> _Instruction A_
Render the rows as a numbered list, leaving out blank lines. Start with the row line containing "of the long" and continue through the last line of the rows.

> _Passage given_
We know the voltage...sort of...for now we'll just say, "12v". We know the load (say 35a), we know the wire size (say #8) and now we need the distance. So let's just try one on for size. We'll say a 10' straight line distance, which would be loop of 20' of wire. Now we gotta check out a voltage drop calculator:
http://www.calculator.net/voltage-d...ance=10&distanceunit=feet&eres=35&x=49&y=5
So we plug in our numbers to the voltage drop calculator, and we see that using those numbers, we'll end up with:
Voltage drop: 0.44
Voltage drop percentage: 3.67%
Voltage at the end: 11.56
But that's a bit deceptive. The fully charged battery will be resting at 12.8v, and if the inverter disconnects at say 10.5v, then we have to do TWO voltage drop calculations to know what's really going on - one at 12.8v, and another at 10.5v:
Plugging in 12.8v we get:
Voltage drop: 0.44
Voltage drop percentage: 3.44%
Voltage at the end: 12.36
Plugging in 10.5v we get:
Voltage drop: 0.44
Voltage drop percentage: 4.19%
Voltage at the end: 10.06
Okay, so we see that in all three cases, we're talking about roughly a 1/2 volt drop with that load, wire size and distance. What does that mean? It means, that the actual voltage on the loop is going to be .5v lower than whatever the battery voltage is. So if the inverter is set to shut down at 10.5v, it will see that on the loop and shut down - even though the battery is actually at 11v.

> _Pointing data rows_
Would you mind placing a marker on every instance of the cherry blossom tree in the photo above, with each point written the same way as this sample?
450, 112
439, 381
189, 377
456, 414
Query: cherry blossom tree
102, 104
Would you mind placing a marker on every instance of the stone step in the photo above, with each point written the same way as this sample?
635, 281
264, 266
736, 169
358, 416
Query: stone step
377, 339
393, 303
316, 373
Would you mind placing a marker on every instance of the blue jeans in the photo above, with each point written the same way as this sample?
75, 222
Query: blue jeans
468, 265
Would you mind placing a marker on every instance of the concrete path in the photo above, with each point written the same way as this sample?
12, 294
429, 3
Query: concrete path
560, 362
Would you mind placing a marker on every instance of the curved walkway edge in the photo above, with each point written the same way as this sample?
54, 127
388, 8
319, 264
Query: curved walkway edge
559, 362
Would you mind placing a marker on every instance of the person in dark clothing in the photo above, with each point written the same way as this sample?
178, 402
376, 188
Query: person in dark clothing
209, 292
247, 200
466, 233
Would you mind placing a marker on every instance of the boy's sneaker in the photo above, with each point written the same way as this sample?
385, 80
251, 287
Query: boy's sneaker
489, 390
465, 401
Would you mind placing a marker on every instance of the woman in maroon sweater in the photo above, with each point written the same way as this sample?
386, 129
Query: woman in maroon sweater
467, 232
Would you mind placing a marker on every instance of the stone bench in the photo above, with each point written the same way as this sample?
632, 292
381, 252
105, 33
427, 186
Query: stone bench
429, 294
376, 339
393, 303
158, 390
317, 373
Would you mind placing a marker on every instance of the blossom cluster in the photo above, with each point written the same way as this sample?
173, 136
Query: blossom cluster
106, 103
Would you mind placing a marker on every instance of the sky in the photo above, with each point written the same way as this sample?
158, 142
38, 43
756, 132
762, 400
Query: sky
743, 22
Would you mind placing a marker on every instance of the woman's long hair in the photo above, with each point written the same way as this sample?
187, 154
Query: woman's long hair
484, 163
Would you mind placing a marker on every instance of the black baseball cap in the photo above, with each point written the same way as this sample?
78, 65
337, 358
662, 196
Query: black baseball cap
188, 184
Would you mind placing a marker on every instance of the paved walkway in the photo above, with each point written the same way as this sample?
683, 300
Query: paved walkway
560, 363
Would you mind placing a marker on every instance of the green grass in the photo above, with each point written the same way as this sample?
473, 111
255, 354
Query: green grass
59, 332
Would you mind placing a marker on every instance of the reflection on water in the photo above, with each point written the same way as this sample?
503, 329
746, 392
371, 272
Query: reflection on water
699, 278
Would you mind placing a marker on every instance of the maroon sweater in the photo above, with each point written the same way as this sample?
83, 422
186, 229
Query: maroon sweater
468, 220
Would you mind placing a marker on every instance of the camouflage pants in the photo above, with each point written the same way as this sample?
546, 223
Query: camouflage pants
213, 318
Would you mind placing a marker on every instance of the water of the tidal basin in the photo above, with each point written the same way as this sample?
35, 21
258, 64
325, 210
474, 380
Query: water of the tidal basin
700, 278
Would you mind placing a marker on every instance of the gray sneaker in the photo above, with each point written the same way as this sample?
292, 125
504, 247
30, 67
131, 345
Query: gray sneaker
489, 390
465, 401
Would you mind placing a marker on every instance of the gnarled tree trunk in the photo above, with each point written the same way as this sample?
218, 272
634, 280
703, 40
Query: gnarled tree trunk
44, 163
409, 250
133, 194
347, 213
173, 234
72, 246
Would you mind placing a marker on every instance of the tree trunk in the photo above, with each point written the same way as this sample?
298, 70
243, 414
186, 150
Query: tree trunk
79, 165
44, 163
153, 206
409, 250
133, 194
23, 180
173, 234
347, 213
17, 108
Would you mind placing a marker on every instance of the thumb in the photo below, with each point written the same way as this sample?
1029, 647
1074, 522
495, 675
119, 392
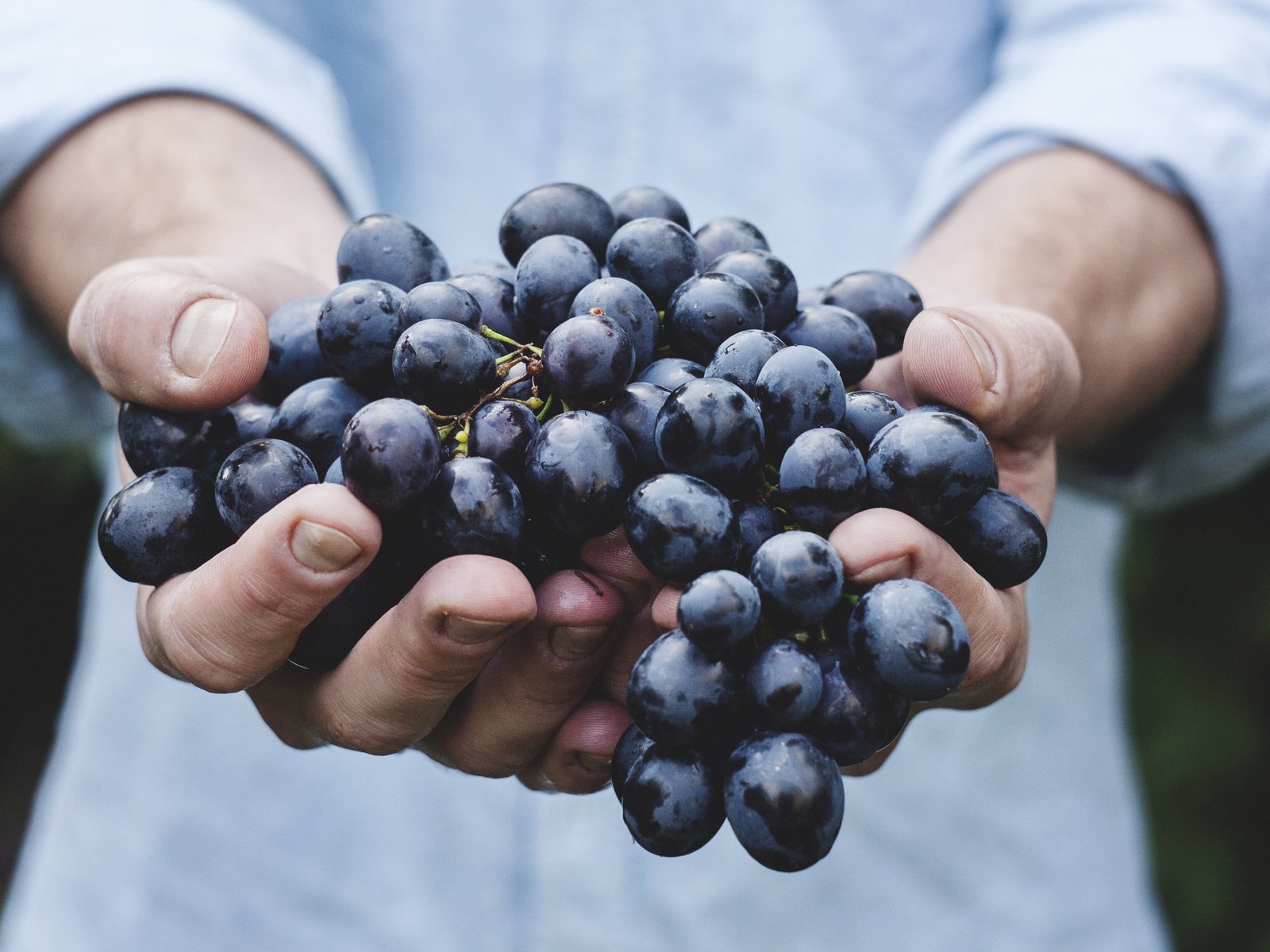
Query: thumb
181, 333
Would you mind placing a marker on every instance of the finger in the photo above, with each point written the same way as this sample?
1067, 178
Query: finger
508, 715
181, 334
581, 754
406, 672
235, 619
880, 543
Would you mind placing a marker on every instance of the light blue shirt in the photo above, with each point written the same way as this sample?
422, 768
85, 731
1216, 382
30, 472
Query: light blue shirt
175, 820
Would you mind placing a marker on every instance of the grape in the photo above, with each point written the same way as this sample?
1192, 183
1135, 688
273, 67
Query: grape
784, 800
884, 301
742, 355
391, 454
257, 476
933, 466
444, 366
719, 236
772, 279
908, 636
711, 429
295, 357
162, 524
588, 359
626, 305
706, 310
391, 249
1001, 537
673, 801
656, 254
647, 202
799, 577
718, 611
359, 324
560, 209
679, 527
314, 416
837, 334
440, 300
578, 471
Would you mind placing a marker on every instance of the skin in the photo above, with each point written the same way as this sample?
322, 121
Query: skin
1066, 296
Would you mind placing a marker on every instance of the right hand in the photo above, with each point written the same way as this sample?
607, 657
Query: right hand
190, 334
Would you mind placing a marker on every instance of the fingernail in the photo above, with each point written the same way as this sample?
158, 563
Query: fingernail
981, 351
471, 631
897, 568
323, 549
573, 644
200, 334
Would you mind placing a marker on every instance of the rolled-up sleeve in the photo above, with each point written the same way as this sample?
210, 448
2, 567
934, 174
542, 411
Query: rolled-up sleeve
1179, 93
64, 61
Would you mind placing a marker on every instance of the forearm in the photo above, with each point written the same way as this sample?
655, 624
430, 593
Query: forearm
165, 175
1123, 267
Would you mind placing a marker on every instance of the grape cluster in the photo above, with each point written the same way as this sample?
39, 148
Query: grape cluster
626, 374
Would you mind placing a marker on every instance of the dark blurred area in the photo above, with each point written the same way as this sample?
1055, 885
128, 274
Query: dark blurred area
1197, 585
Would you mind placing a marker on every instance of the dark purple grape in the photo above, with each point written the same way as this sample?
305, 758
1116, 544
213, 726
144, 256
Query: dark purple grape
391, 454
784, 800
444, 366
579, 469
630, 748
474, 508
295, 357
1001, 537
391, 249
162, 524
444, 301
725, 234
683, 697
154, 440
908, 636
549, 277
559, 209
823, 480
635, 410
256, 478
681, 527
357, 328
711, 429
671, 372
656, 254
837, 334
314, 416
718, 611
673, 801
742, 355
933, 466
497, 301
783, 685
626, 305
868, 412
588, 359
798, 390
884, 301
799, 577
647, 202
770, 278
855, 716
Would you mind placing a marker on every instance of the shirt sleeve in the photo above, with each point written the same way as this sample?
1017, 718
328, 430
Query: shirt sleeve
1180, 94
63, 63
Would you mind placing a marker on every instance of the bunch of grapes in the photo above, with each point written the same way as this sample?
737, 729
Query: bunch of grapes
626, 374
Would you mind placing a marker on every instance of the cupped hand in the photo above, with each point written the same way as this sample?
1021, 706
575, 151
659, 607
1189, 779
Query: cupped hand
471, 666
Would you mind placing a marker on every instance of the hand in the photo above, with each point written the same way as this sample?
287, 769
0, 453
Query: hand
473, 666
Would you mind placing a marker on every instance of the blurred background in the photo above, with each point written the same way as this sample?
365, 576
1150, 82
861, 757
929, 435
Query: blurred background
1197, 588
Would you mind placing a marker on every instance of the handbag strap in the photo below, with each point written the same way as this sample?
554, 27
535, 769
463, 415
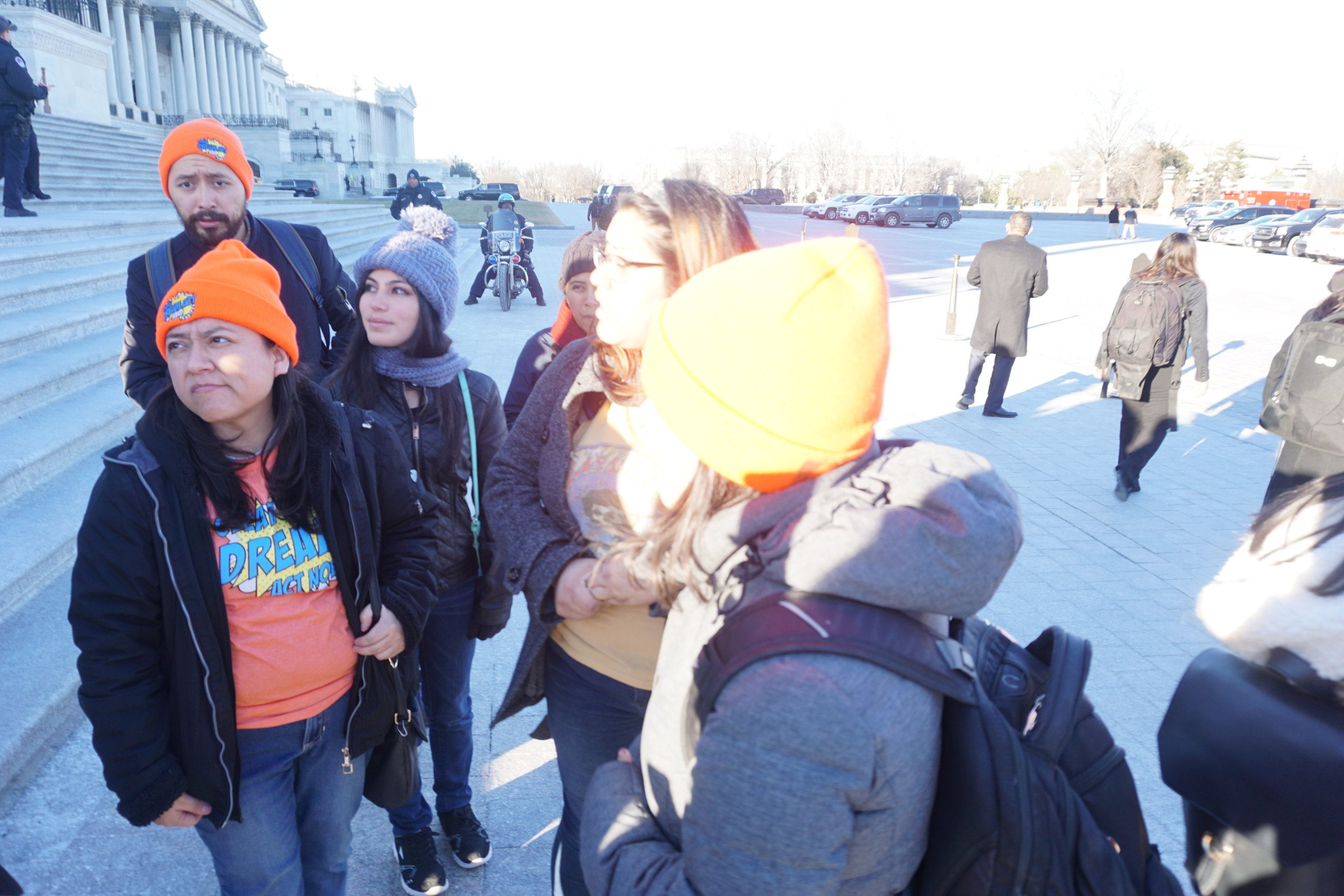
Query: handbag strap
475, 495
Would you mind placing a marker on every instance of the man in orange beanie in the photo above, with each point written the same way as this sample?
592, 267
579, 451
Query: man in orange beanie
206, 175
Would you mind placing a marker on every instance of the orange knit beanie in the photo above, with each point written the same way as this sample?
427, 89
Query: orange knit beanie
205, 138
229, 284
771, 366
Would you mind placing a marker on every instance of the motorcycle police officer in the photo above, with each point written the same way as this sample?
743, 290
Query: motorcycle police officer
413, 194
534, 285
18, 143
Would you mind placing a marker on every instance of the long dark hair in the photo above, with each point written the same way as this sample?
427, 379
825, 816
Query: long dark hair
295, 441
1288, 505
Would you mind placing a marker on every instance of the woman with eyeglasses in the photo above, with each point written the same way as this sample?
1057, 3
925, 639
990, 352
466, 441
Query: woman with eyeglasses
573, 479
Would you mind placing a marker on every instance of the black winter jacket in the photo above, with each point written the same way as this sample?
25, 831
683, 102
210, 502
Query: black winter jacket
435, 438
144, 373
150, 618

> _Instruction B_
Based on the voltage drop post, is each of these statements correct? (i) The example uses a 10-foot straight line distance, which makes a 20-foot loop of wire. (ii) At 12.8v, the voltage drop percentage is 4.19%. (iii) The example load is 35 amps.

> _Full solution A_
1. Would you mind placing a marker on every instance of the long dark hair in the photo above, with each point written the same way as this sample?
2. 427, 379
3. 825, 816
4. Query: long dark hair
5. 295, 441
6. 1288, 505
7. Would you mind placing a marker on every instance of the woman with eyeglasses in the photo above, with each point written the same way as this sample?
8. 1057, 3
9. 925, 639
10. 990, 352
11. 466, 441
12. Query: woman with eyeglasses
13. 573, 479
14. Would you mind placing a marker on every instance of the black winter jacket in the photo above, with each point written the same way as this sample?
15. 25, 831
16. 683, 102
17. 210, 502
18. Query: black winter jacket
19. 435, 438
20. 144, 373
21. 150, 618

> _Full solution B_
(i) Yes: "We'll say a 10' straight line distance, which would be loop of 20' of wire."
(ii) No: "Plugging in 12.8v we get:" is followed by "Voltage drop percentage: 3.44%".
(iii) Yes: "We know the load (say 35a)".